EXTRACTED RECORDS:
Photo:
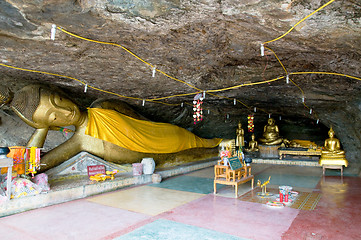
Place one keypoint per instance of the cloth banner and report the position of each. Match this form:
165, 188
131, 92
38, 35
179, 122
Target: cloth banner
142, 136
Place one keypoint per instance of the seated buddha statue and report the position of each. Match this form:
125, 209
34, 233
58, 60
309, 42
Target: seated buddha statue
110, 130
252, 145
271, 133
331, 152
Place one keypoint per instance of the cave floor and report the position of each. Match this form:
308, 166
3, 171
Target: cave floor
184, 207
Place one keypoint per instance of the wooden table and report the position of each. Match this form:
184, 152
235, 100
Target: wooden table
226, 176
309, 152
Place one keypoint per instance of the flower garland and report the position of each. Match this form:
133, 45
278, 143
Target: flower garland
250, 123
197, 108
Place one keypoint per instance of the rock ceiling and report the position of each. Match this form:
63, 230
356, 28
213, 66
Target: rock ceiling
196, 46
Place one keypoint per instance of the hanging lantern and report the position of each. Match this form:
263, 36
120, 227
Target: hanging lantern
250, 123
197, 108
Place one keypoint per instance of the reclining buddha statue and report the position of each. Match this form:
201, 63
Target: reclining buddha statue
110, 130
331, 152
271, 134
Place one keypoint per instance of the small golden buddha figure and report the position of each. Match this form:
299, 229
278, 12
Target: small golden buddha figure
331, 152
271, 133
253, 145
110, 130
240, 136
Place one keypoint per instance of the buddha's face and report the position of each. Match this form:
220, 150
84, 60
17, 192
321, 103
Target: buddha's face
55, 110
271, 121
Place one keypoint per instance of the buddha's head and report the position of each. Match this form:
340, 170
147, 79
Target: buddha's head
271, 121
41, 107
331, 133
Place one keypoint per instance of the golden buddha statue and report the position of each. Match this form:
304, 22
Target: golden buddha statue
331, 152
239, 136
271, 133
109, 129
252, 145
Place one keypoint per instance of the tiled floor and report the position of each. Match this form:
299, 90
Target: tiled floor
184, 207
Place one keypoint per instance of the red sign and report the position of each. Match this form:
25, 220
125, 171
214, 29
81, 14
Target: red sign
95, 169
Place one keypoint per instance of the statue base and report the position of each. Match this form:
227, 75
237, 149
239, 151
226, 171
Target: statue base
77, 166
268, 151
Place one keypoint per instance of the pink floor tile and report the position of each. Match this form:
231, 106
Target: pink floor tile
232, 216
74, 220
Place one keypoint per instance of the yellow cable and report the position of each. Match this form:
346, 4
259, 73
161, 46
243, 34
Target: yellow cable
309, 15
130, 52
244, 85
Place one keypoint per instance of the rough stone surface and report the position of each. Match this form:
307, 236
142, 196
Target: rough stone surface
209, 44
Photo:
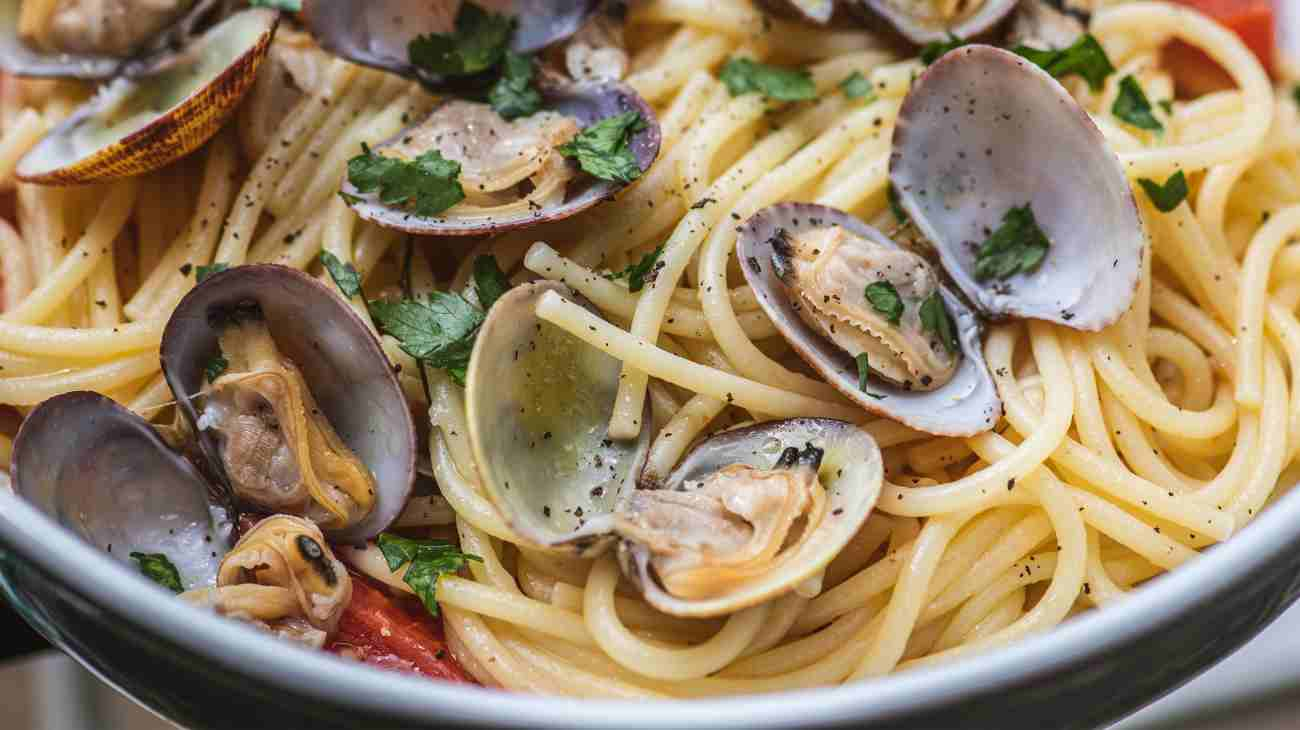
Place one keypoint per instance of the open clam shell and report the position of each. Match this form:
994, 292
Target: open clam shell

AIM OF THE TASK: Put every line of the records above into a Markdown table with two columns, No and Line, one row per nonblank line, in order. Leave out the pictures.

OUTPUT OF THE EXERCISE:
| No | Line |
|---|---|
| 1 | Photo: |
| 2 | Place one keypoint per instance of the cloth banner and report the position of each. Match this form: |
| 3 | 165, 188 |
| 4 | 131, 92 |
| 5 | 38, 35 |
| 6 | 179, 122 |
| 7 | Target: cloth banner |
| 8 | 142, 136 |
| 9 | Place one keypoint per instance of the seated buddha statue and report the position of each. Match this form: |
| 10 | 125, 209 |
| 11 | 34, 233 |
| 12 | 58, 60 |
| 13 | 309, 42 |
| 14 | Target: seated buddha statue |
| 15 | 110, 130 |
| 16 | 252, 145 |
| 17 | 271, 133 |
| 18 | 331, 152 |
| 19 | Place one keypoint per instance of the cave floor and report the position of each. Match this form: |
| 20 | 308, 166 |
| 21 | 3, 171 |
| 22 | Target: cave floor |
| 23 | 184, 207 |
| 24 | Place one keypoint per instance of the wooden table and report the position of each. Match this form: |
| 25 | 184, 152 |
| 26 | 235, 100 |
| 27 | Target: wooden table |
| 28 | 226, 176 |
| 29 | 309, 152 |
| 30 | Place one keypoint per instance of the flower garland and report the position of each. Match this form: |
| 31 | 133, 45 |
| 32 | 278, 143 |
| 33 | Target: flower garland |
| 34 | 250, 123 |
| 35 | 197, 108 |
| 36 | Place one keypoint per instance of the rock ceiling and report the position of each. Match this form: |
| 37 | 63, 230 |
| 38 | 356, 28 |
| 39 | 213, 66 |
| 40 | Target: rock ceiling |
| 41 | 196, 46 |
| 42 | Place one keypoint per instance of the hanging lantern and report the position of each. Match this form: |
| 43 | 263, 36 |
| 44 | 120, 227 |
| 45 | Target: hanging lantern |
| 46 | 250, 123 |
| 47 | 197, 108 |
| 48 | Place one keypoint per instance of the reclining buddha statue and report the position of each. Match this form: |
| 49 | 201, 63 |
| 50 | Target: reclining buddha statue |
| 51 | 110, 130 |
| 52 | 331, 152 |
| 53 | 271, 134 |
| 54 | Place one keypoint per instance of the small golden buddha figure and report the position of each. Match this form: |
| 55 | 299, 229 |
| 56 | 278, 12 |
| 57 | Target: small golden buddha figure |
| 58 | 331, 152 |
| 59 | 271, 133 |
| 60 | 253, 145 |
| 61 | 110, 130 |
| 62 | 240, 136 |
| 63 | Place one keypoint per instance of the buddha's face and report the position of each. Match this form: |
| 64 | 220, 150 |
| 65 | 84, 60 |
| 66 | 17, 192 |
| 67 | 321, 103 |
| 68 | Target: buddha's face |
| 69 | 55, 110 |
| 70 | 271, 121 |
| 71 | Place one keypoint per instance of the buddha's head and report the position of each. Match this form: |
| 72 | 340, 170 |
| 73 | 147, 79 |
| 74 | Target: buddha's head |
| 75 | 271, 121 |
| 76 | 41, 107 |
| 77 | 331, 133 |
| 78 | Place one keypoint per instance of the golden buddha statue and report the position of each. Match this form: |
| 79 | 304, 22 |
| 80 | Target: golden buddha statue |
| 81 | 331, 152 |
| 82 | 239, 136 |
| 83 | 271, 133 |
| 84 | 109, 129 |
| 85 | 252, 145 |
| 86 | Place one keypoint per instance of the tiled floor and report the position of each. Match this form: |
| 87 | 299, 90 |
| 88 | Target: tiled floor |
| 89 | 184, 207 |
| 90 | Place one keypoint per instance of the red sign and report the position of each. Match this form: |
| 91 | 25, 220 |
| 92 | 125, 171 |
| 93 | 214, 29 |
| 94 | 81, 14 |
| 95 | Target: red sign |
| 96 | 95, 169 |
| 97 | Place one keypoint per instance of the statue base and report the position of each. Match this form: |
| 98 | 227, 75 |
| 99 | 237, 149 |
| 100 | 239, 151 |
| 101 | 226, 171 |
| 102 | Target: statue base |
| 103 | 77, 166 |
| 104 | 268, 151 |
| 105 | Place one keypoint per instance of the pink floor tile and report the position of each. Match this form: |
| 106 | 231, 106 |
| 107 | Target: pink floor tile |
| 108 | 232, 216 |
| 109 | 74, 220 |
| 110 | Place one keypoint per instance of the yellow cable and report the position of each. Match this form: |
| 111 | 346, 4 |
| 112 | 259, 73 |
| 113 | 161, 46 |
| 114 | 243, 34 |
| 115 | Target: yellow cable |
| 116 | 309, 15 |
| 117 | 130, 52 |
| 118 | 244, 85 |
| 119 | Place one keypoint per instance of the rough stone surface and report the position of each. Match this form: |
| 120 | 307, 236 |
| 121 | 142, 196 |
| 122 | Target: rough stone surface |
| 123 | 209, 44 |
| 124 | Photo: |
| 125 | Place one keypoint per instance of the open clam shell and report the position of each. Match this form: |
| 126 | 994, 292 |
| 127 | Target: open clam shell |